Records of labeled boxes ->
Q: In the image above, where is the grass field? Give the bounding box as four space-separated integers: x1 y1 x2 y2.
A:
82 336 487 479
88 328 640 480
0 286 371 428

Problem description -> Reproduce each of the entries above word for word, in the same order.

Completed exercise ->
Q: In the image above, where is the grass field? Give the bounding box as four space-separated integers: x1 y1 x2 y2.
A:
82 336 487 479
88 328 640 480
0 286 371 428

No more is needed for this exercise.